(Stored data entries)
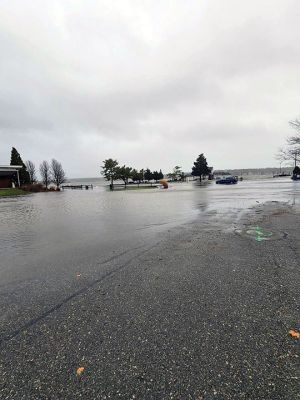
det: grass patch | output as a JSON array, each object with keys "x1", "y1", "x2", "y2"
[{"x1": 0, "y1": 188, "x2": 28, "y2": 197}]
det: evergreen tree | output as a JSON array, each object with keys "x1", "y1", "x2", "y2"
[
  {"x1": 10, "y1": 147, "x2": 30, "y2": 185},
  {"x1": 144, "y1": 168, "x2": 153, "y2": 181},
  {"x1": 293, "y1": 165, "x2": 300, "y2": 175},
  {"x1": 152, "y1": 171, "x2": 159, "y2": 183},
  {"x1": 192, "y1": 153, "x2": 211, "y2": 182},
  {"x1": 101, "y1": 158, "x2": 119, "y2": 186}
]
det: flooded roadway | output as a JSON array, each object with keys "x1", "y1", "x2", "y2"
[{"x1": 0, "y1": 179, "x2": 300, "y2": 400}]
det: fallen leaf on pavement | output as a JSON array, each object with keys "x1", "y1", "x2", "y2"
[
  {"x1": 289, "y1": 330, "x2": 300, "y2": 339},
  {"x1": 76, "y1": 367, "x2": 84, "y2": 376}
]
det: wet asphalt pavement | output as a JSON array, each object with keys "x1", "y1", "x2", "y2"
[{"x1": 0, "y1": 208, "x2": 300, "y2": 400}]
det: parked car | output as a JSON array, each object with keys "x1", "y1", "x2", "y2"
[{"x1": 216, "y1": 176, "x2": 238, "y2": 185}]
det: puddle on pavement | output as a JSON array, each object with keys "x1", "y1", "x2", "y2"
[{"x1": 235, "y1": 225, "x2": 287, "y2": 242}]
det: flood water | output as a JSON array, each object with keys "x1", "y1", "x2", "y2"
[{"x1": 0, "y1": 178, "x2": 300, "y2": 281}]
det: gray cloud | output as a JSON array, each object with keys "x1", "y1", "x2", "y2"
[{"x1": 0, "y1": 0, "x2": 300, "y2": 176}]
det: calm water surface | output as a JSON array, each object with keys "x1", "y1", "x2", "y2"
[{"x1": 0, "y1": 179, "x2": 300, "y2": 282}]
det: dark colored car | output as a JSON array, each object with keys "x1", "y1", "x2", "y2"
[{"x1": 216, "y1": 176, "x2": 238, "y2": 185}]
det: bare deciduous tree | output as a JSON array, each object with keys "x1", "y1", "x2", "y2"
[
  {"x1": 25, "y1": 160, "x2": 36, "y2": 183},
  {"x1": 51, "y1": 158, "x2": 66, "y2": 188},
  {"x1": 276, "y1": 119, "x2": 300, "y2": 167},
  {"x1": 40, "y1": 160, "x2": 51, "y2": 189}
]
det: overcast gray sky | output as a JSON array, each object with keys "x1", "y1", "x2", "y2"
[{"x1": 0, "y1": 0, "x2": 300, "y2": 177}]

**Exercise aim**
Can you write out the records above, without changes, from the line containing "det: dark colored" through the end of the records?

**Worked solution**
det: dark colored car | output as a JSON array, each object with keys "x1", "y1", "x2", "y2"
[{"x1": 216, "y1": 176, "x2": 238, "y2": 185}]
det: bare deciduous tree | output as a JSON array, each object with keys "x1", "y1", "x2", "y2"
[
  {"x1": 25, "y1": 160, "x2": 36, "y2": 183},
  {"x1": 51, "y1": 158, "x2": 66, "y2": 188},
  {"x1": 276, "y1": 119, "x2": 300, "y2": 167},
  {"x1": 40, "y1": 160, "x2": 51, "y2": 189}
]
det: overcast gray sky | output as a JSON array, each object with keys "x1", "y1", "x2", "y2"
[{"x1": 0, "y1": 0, "x2": 300, "y2": 177}]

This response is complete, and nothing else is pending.